- Request: Please return each of the entries below word for word, without changing anything.

- Provided data:
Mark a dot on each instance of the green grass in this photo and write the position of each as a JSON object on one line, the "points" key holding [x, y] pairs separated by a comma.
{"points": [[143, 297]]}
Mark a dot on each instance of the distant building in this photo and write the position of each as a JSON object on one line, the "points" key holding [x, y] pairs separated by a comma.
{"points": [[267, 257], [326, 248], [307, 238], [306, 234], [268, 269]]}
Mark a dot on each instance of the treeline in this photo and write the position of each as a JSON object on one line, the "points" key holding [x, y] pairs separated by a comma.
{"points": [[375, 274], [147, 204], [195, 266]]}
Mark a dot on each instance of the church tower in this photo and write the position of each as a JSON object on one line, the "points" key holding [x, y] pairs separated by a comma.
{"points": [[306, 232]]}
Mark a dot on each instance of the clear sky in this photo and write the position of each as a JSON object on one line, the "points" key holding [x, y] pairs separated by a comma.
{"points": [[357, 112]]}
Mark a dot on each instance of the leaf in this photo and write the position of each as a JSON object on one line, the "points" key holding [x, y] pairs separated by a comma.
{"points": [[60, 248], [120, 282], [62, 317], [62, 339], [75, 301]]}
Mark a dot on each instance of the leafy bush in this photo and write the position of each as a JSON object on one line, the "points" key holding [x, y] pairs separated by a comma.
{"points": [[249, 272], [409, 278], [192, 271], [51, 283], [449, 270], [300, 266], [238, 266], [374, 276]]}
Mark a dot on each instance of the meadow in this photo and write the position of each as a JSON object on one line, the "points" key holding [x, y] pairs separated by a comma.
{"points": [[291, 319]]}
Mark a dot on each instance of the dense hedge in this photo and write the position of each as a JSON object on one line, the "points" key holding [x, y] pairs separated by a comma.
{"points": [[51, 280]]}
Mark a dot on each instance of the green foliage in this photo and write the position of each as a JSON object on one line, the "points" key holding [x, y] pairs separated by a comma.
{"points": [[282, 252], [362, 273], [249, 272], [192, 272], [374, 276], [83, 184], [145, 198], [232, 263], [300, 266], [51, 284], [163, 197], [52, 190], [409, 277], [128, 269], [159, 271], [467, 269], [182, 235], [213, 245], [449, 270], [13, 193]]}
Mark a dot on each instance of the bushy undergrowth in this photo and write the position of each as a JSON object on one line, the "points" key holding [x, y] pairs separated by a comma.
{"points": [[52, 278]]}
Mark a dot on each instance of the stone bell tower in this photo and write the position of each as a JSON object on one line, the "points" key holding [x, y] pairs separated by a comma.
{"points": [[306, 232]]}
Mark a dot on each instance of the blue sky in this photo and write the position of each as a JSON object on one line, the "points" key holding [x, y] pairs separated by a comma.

- Solution to this problem:
Mark a dot on each instance of the green grass in this photo and write the position of each as a JSON object on one line, the "points" key holding [x, y] pairs separated by a comma.
{"points": [[143, 297]]}
Mark a dot on each instance of the distant building in this photo and write the position of each as a JSON object on one line, the "points" key holding [x, y] pairs separated by a comma.
{"points": [[267, 257], [326, 248], [307, 238], [306, 234], [268, 269]]}
Mark a dot on each instance of the treeline in this photo and write the position of each as a JSON object on one line, the "points" key holding [x, y] pairs separated by a comma.
{"points": [[375, 274], [147, 204], [195, 266]]}
Mark a dot on each instance of the church tower in this photo and write the position of each as a JSON object on one line, the "points" key holding [x, y] pairs separated by a comma.
{"points": [[306, 232]]}
Mark a dot on each instance of the clear sky in this photo and write the position of each as a JSON object on one line, the "points" key holding [x, y] pairs separated by a comma.
{"points": [[357, 112]]}
Mark a dot on each instance of the leaf in this photo and write the position of each as a JSON object on one line, the "points" key holding [x, y] pairs separated by a comma.
{"points": [[60, 248], [120, 282], [62, 317], [62, 339], [75, 301]]}
Mark a dot on each instance of the leafy bush in this photo and write the position of each as a JSON object on one line, the "points" key holding [x, y] pairs separated by a comma.
{"points": [[249, 272], [409, 278], [192, 271], [51, 283], [449, 270], [300, 266], [238, 266], [374, 276]]}
Mark a dot on each instance of the meadow in this photo and write the position of each as a JSON object on one line, the "points" key holding [x, y] pairs separated by a comma.
{"points": [[291, 319]]}
Mark a dot on each instance of the dense hedge in this photo and write the position of each as a JSON object on one line, the "points" key holding [x, y] pairs separated by a comma.
{"points": [[51, 280]]}
Mark a dot on each instance of the green foliage in this photo and write the position of each as a JSON object on one line, the "points" key holding [x, y] pairs separated by a comma.
{"points": [[282, 252], [362, 273], [249, 272], [192, 272], [374, 276], [83, 184], [145, 198], [232, 263], [300, 266], [51, 284], [163, 197], [52, 190], [409, 277], [128, 269], [159, 271], [467, 269], [182, 235], [213, 245], [449, 270], [13, 193]]}
Mark a dot on each instance of the bushy undergrowth in this photo and write the position of each as a JSON object on one line, the "points" key holding [x, y] pairs separated by a comma.
{"points": [[52, 278]]}
Mark a dot on each instance of the stone bell tower in this photo and write the position of each as a JSON object on one line, the "points" key holding [x, y] pairs separated by a comma.
{"points": [[306, 232]]}
Mark a dot on each instance of the blue sky in this photo and write the position of each as a JSON object on one line, the "points" key holding [x, y] pairs separated by a comma.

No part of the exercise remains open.